Directive: Reproduce the listing below word for word, from the first line to the last.

Data provided:
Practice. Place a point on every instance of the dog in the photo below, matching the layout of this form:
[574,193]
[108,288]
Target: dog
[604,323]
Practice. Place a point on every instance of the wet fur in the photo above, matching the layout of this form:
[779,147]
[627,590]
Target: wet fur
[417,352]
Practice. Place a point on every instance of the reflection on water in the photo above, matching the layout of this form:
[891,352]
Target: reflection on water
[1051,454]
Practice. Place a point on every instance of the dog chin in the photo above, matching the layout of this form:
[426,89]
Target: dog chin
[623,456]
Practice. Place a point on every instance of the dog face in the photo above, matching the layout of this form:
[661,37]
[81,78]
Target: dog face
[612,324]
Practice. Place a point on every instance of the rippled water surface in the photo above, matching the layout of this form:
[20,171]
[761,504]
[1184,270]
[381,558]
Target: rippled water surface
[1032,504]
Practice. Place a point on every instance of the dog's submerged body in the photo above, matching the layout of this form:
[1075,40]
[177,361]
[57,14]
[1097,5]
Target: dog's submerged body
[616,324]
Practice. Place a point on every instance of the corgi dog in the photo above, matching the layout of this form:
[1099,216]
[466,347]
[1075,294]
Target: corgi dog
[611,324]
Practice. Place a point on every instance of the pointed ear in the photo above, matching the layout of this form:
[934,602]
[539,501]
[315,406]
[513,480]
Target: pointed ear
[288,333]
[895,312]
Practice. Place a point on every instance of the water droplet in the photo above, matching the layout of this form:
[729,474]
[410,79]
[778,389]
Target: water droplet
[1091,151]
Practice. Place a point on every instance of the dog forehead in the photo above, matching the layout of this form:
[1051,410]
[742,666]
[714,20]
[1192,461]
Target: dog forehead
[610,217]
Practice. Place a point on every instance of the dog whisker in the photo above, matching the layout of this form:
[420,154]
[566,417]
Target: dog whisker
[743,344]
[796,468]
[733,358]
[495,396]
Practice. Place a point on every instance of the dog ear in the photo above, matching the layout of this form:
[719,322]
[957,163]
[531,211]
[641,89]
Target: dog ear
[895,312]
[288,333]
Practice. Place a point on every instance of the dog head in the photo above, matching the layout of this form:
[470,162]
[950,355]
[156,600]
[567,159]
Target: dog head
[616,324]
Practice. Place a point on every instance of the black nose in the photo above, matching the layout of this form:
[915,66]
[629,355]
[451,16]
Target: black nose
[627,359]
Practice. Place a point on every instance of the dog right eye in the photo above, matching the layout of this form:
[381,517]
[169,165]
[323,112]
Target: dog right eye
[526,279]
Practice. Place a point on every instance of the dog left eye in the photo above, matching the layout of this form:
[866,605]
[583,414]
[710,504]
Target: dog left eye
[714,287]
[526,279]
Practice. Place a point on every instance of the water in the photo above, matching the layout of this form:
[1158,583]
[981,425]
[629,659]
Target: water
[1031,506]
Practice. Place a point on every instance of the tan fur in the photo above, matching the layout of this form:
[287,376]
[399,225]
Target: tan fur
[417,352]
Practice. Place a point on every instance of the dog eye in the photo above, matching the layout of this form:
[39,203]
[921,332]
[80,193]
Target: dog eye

Completed exercise:
Practice. Place a point on every instance of the dog in the photo below, matching the layout of this form:
[574,193]
[108,288]
Target: dog
[604,323]
Practice. Place a point on every instance of the wet fur in the photo above, matching the layout of this form:
[779,147]
[627,590]
Target: wet fur
[417,352]
Practice. Place a point on every instance of the reflection on water in the photo above, matching the layout of this form:
[891,352]
Target: reflection on water
[1051,454]
Practice. Place a point on every instance of the dog chin in the photo above, matching the layout of this form:
[426,89]
Target: dog chin
[623,456]
Practice. Place a point on every instance of the dog face in the photo above, matching the layout of this form:
[661,37]
[81,78]
Target: dog face
[612,324]
Practice. Place a point on every instance of the rippled water surface in the photo above, matching the layout of this form:
[20,171]
[761,504]
[1184,270]
[381,558]
Target: rippled water surface
[1032,504]
Practice. Place a point on every instance of the dog's submerged body in the photo above, matching the layout of this form:
[1075,40]
[177,361]
[57,14]
[1097,5]
Target: dog's submerged body
[616,324]
Practice. Place a point on every instance of the corgi dog in the photo above, matching the layout of this form:
[1099,216]
[466,347]
[1075,294]
Target: corgi dog
[611,324]
Practice. Place a point on every instance of the pointed ear in the photo above, matching the layout of this form:
[934,602]
[539,501]
[315,406]
[513,480]
Target: pointed ear
[288,333]
[895,312]
Practice. Place a point on every instance of the water droplet in the photo above, matching the layout of this form:
[729,474]
[410,79]
[778,389]
Target: water droplet
[1091,151]
Practice. Place a point on every instance of the dog forehead in the photo above, matching the layout of this form:
[1051,410]
[742,666]
[714,20]
[1192,461]
Target: dog forehead
[610,217]
Practice. Place a point on every instance of the dog whisker in the photo above, matching the layout of this form:
[420,154]
[566,417]
Target: dog whisker
[743,344]
[796,468]
[733,358]
[495,396]
Practice. Place a point on every instance of the dog ear in the photo above, matching the layout of this form:
[719,322]
[957,163]
[531,211]
[641,89]
Target: dog ear
[895,312]
[288,333]
Practice. Place a point on every instance of the dog head in the photo above, matching the layout of this form:
[470,162]
[950,355]
[156,600]
[567,159]
Target: dog head
[616,324]
Practice. Place a point on every instance of the black nose in the photo above, matching the layout of this form:
[915,66]
[629,355]
[451,16]
Target: black nose
[627,359]
Practice. Place a point on every instance of the dog right eye in the photo above, matching the layout of this form:
[381,517]
[169,165]
[323,112]
Target: dog right eye
[526,279]
Practice. Place a point on every instance of the dog left eye in the photo above, matching the layout of this form:
[866,605]
[583,414]
[710,504]
Target: dog left eye
[714,287]
[526,279]
Practice. Place a point on every instance of the water in the photo above, matching the layout of this form:
[1158,583]
[981,425]
[629,659]
Target: water
[1031,506]
Practice. Place a point on every instance of the tan fur in the photo above, matching the layout of this form:
[287,376]
[399,225]
Target: tan fur
[417,352]
Practice. Place a point on every instance of the dog eye in the photo above, matching the layout of this form:
[39,203]
[921,332]
[80,193]
Target: dog eye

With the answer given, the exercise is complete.